══ LIGNES ENREGISTRÉES
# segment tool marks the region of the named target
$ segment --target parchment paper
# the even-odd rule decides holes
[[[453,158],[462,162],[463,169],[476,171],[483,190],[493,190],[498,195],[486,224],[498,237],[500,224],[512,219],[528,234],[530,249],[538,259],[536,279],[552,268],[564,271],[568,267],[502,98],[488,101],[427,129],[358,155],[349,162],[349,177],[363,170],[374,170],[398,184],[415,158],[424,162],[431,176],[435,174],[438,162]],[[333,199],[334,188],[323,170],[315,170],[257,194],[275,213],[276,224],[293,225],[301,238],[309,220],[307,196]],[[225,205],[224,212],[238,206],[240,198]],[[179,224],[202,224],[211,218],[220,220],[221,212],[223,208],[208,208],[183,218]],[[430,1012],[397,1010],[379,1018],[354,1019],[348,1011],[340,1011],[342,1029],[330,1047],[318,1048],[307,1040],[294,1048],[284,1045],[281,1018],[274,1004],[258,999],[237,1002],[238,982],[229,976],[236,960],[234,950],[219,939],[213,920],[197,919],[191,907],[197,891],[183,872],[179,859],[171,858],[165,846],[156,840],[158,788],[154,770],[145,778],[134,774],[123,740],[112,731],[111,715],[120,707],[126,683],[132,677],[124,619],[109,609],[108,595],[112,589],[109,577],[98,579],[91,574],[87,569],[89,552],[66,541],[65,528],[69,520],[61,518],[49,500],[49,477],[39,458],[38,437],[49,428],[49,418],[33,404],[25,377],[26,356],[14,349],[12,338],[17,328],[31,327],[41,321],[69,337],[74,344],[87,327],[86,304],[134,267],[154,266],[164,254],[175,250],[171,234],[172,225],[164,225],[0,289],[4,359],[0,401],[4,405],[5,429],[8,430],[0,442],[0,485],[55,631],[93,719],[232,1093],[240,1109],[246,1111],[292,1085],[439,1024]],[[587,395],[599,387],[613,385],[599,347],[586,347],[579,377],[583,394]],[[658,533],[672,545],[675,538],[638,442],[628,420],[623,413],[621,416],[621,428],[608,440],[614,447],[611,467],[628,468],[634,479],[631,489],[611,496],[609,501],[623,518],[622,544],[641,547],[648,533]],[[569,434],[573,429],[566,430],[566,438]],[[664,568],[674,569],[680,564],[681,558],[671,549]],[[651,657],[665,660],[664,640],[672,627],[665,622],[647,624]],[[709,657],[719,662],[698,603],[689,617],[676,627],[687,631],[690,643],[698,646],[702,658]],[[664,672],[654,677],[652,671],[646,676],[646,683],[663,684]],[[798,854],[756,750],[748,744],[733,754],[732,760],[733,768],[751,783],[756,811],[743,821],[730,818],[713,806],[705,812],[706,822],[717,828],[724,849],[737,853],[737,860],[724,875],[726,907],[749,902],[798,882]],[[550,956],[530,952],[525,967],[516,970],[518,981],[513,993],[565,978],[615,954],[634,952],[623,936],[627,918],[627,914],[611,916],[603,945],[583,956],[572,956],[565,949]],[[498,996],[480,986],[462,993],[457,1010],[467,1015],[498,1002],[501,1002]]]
════
══ LIGNES ENREGISTRÉES
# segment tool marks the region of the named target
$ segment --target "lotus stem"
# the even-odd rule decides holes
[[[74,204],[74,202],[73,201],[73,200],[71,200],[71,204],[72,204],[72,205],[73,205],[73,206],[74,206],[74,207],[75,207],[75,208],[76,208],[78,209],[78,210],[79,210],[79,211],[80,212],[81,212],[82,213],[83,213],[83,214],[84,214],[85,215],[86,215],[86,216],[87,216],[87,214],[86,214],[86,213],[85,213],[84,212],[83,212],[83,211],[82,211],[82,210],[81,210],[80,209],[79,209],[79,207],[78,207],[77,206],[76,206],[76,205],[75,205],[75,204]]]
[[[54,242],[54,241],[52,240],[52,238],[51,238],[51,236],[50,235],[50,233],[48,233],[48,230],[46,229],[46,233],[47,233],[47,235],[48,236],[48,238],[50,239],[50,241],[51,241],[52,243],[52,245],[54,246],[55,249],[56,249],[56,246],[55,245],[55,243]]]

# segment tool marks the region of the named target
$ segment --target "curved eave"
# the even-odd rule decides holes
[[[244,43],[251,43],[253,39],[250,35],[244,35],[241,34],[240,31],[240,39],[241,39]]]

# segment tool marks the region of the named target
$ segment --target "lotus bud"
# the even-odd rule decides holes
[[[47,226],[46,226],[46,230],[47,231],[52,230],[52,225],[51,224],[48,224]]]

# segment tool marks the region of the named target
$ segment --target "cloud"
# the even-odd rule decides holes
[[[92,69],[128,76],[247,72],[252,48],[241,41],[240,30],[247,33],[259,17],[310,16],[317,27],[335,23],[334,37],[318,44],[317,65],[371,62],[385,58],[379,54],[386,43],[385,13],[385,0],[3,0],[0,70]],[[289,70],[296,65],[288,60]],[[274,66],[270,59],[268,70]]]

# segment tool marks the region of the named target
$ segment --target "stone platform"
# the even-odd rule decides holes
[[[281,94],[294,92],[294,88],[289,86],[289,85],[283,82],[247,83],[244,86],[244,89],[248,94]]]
════
══ LIGNES ENREGISTRÉES
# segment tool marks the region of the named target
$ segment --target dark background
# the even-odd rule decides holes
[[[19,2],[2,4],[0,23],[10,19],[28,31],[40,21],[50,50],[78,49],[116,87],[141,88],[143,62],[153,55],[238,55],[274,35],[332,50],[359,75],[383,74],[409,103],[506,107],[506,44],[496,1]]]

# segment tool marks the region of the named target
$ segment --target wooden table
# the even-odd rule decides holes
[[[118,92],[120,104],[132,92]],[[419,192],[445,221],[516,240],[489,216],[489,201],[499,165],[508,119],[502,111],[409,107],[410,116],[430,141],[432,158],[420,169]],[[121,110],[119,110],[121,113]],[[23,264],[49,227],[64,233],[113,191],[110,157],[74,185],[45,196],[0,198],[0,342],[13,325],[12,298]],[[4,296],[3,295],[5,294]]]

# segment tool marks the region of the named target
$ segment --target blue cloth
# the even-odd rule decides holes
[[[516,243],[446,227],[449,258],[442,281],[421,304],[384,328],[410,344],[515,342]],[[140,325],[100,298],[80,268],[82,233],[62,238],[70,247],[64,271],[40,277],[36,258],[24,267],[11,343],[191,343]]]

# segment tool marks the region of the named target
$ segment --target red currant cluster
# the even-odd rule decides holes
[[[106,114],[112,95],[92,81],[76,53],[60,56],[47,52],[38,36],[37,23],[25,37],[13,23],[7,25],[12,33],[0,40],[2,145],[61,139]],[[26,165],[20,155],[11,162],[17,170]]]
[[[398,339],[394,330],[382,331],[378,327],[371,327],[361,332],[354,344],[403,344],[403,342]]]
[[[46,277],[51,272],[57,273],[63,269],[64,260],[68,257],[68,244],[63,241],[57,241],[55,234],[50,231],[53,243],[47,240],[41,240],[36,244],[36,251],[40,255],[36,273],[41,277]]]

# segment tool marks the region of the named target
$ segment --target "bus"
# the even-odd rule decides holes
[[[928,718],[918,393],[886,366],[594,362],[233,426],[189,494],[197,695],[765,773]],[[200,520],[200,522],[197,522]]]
════
- _VOS CONSIGNES_
Repérez dans les données ci-dessus toutes les lignes qui contiennent le mot « lotus », puis recopiez-les.

- _VOTRE RÉPONSE_
$ segment --target "lotus stem"
$ segment --target "lotus bud"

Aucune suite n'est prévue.